Pick out every line of the data below that contains the string "panel", and copy each one in full.

--- EXCERPTED RECORDS ---

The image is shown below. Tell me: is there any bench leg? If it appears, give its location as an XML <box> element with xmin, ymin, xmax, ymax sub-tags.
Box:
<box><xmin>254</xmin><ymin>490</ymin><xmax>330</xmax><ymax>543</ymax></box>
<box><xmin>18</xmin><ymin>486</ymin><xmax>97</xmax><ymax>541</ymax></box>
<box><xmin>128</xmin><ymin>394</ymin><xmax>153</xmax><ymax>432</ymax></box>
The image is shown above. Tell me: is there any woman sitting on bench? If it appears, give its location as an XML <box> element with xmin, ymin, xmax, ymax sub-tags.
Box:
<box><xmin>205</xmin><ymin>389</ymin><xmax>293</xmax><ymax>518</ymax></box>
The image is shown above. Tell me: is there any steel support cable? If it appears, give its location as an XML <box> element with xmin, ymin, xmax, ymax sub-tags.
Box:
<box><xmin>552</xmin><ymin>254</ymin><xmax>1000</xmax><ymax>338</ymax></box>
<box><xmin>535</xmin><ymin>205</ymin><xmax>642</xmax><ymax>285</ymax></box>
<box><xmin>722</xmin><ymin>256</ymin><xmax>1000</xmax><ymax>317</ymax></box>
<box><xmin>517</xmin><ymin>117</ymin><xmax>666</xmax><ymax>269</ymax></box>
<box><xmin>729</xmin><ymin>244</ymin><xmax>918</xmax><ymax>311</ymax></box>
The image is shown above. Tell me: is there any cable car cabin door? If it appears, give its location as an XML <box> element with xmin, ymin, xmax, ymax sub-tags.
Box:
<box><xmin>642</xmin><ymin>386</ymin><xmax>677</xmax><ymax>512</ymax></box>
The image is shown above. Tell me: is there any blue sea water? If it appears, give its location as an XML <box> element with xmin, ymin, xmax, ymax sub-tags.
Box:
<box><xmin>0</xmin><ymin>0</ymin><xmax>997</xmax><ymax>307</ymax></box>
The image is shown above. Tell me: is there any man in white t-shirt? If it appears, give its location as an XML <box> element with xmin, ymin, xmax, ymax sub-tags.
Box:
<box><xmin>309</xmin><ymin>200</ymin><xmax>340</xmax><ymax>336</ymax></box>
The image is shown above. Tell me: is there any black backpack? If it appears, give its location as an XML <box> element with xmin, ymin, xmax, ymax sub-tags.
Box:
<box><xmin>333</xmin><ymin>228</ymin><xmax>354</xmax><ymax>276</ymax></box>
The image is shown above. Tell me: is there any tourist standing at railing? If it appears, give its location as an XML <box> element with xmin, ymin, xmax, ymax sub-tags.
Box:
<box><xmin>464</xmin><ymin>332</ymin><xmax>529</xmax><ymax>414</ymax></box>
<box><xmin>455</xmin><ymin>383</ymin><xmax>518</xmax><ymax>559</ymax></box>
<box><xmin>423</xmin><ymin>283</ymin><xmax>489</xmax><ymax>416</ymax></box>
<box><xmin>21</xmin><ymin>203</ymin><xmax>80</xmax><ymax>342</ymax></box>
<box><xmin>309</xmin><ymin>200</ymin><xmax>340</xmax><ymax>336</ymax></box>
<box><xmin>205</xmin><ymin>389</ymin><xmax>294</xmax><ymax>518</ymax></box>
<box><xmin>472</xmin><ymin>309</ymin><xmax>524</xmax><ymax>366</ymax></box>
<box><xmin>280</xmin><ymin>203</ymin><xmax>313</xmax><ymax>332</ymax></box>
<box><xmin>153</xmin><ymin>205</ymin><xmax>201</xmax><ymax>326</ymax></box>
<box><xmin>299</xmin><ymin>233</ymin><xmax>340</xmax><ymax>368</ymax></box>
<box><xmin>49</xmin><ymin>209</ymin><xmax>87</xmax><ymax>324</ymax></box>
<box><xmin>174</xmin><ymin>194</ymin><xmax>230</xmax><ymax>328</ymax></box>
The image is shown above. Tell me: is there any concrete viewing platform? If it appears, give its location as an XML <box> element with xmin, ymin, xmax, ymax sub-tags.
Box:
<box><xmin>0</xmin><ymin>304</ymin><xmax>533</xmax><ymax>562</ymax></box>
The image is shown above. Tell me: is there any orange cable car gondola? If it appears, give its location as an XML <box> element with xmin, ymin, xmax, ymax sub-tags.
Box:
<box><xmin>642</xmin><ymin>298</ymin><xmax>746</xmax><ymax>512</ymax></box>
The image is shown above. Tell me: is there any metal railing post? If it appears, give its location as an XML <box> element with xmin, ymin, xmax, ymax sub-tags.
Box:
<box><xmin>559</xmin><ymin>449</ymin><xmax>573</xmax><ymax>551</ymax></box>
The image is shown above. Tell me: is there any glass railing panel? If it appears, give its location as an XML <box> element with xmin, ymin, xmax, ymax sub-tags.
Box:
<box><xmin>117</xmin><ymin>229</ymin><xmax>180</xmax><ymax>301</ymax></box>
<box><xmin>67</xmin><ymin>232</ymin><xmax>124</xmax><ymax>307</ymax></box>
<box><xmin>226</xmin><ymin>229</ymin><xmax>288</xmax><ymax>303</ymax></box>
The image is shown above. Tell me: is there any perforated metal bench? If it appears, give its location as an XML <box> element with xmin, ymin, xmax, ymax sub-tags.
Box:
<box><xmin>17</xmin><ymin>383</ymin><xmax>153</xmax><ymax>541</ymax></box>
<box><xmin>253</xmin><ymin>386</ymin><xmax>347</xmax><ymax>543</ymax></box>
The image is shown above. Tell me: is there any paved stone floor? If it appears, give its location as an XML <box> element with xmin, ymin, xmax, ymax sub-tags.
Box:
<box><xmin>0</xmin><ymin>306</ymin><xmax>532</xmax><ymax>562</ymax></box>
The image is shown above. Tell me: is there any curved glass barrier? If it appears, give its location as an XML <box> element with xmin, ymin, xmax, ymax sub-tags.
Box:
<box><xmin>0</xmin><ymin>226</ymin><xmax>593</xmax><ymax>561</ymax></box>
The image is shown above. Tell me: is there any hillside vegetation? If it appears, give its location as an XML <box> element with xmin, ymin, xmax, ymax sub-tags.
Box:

---

## OUTPUT OF THE TASK
The image is shown above. Tell me: is there any glass railing panel? If it appears, give its location as an XML <box> element with xmin, ymin, xmax, ymax sub-tags.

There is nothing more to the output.